* [Consigne]: Modifiez s'il vous plaît le passage du texte sur la fermeture des frontières gambiennes qui va de "D’autres, par contre, pensent" à "sur la question." en remplaçant "transporteurs sénégalais" par "chauffeurs sénégalais", puis redonnez ce passage en entier.

* [Extrait du texte]:
______________________________
La Gambie a décidé samedi dernier de fermer ses frontières avec le Sénégal. La mesure est tombée à 11h, à la surprise des passagers et autres transporteurs. Sur les raisons de cette fermeture, rien d’officiel. Certains y voient un besoin de protection des Gambiens contre la fièvre hémorragique Tombola. 

Ils sont confortés dans leur opinion par le faits que la Gambie ait interdit récemment les vols en provenance de la Guinée Conakry, de la Sierra Léone et du Liberia, des pays frappés par le virus. Sauf que le Sénégal n’en a enregistré aucun cas jusqu’ici.
 
D’autres, par contre, pensent que c’est une mesure de représailles suite à un blocus de plus d’un mois que les transporteurs sénégalais ont imposé à la Gambie, consécutive à la décision de ce dernier de se faire payer la traversée en francs CFA et non en dalasi, sa monnaie locale. Dans tous les cas, ces versions n’ont rien d’officiel, puisque les autorités sénégalaises ne se sont pas exprimées sur la question.
______________________________
* [Contenu des données]:
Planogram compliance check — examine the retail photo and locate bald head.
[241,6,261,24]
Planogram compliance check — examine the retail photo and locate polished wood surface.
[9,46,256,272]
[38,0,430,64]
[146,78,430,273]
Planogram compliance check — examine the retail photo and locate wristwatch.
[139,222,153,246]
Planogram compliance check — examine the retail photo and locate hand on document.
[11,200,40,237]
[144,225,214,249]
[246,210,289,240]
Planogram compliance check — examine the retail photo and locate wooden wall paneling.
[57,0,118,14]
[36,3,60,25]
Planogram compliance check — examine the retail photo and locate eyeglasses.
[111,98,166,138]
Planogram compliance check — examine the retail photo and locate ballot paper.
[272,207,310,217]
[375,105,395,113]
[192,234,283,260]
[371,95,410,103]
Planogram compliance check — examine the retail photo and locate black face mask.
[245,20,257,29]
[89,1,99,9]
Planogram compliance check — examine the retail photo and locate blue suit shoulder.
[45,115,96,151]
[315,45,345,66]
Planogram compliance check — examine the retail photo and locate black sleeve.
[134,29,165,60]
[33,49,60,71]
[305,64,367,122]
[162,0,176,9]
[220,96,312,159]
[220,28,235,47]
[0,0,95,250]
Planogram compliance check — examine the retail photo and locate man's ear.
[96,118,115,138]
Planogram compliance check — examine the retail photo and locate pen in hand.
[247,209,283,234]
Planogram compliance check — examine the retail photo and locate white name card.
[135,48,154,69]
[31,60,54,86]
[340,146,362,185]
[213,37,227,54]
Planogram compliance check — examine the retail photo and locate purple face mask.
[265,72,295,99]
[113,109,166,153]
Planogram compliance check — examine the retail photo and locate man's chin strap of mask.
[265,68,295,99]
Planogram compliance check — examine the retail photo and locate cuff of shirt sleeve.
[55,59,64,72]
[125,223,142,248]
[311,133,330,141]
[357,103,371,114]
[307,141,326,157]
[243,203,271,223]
______________________________
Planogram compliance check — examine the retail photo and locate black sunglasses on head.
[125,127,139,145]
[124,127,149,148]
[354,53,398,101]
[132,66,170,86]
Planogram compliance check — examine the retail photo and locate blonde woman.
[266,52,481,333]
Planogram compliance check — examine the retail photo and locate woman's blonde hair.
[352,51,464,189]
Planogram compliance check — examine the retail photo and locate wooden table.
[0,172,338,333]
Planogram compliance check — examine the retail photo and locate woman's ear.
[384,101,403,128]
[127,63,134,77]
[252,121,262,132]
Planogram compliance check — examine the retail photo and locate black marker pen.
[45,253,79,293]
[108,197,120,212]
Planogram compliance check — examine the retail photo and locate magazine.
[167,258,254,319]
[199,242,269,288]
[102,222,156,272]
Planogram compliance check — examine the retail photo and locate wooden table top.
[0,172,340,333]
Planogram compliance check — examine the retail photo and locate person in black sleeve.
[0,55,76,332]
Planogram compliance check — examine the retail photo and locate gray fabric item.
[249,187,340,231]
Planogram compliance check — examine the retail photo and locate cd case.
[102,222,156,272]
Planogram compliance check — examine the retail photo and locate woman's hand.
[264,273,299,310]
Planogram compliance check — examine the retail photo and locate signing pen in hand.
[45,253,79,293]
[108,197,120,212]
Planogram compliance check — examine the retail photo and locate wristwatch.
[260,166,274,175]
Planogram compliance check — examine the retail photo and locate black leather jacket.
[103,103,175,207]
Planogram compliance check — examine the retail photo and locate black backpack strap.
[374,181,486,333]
______________________________
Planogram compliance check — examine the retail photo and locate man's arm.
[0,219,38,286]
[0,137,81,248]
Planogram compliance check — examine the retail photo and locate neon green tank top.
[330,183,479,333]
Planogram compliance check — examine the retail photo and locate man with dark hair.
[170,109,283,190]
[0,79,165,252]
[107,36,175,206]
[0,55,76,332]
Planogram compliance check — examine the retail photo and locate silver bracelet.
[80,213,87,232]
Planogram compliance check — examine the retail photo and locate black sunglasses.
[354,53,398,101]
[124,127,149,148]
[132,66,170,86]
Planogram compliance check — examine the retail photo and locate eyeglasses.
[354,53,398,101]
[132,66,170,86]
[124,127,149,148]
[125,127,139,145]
______________________________
* [Réponse]:
D’autres, par contre, pensent que c’est une mesure de représailles suite à un blocus de plus d’un mois que les chauffeurs sénégalais ont imposé à la Gambie, consécutive à la décision de ce dernier de se faire payer la traversée en francs CFA et non en dalasi, sa monnaie locale. Dans tous les cas, ces versions n’ont rien d’officiel, puisque les autorités sénégalaises ne se sont pas exprimées sur la question.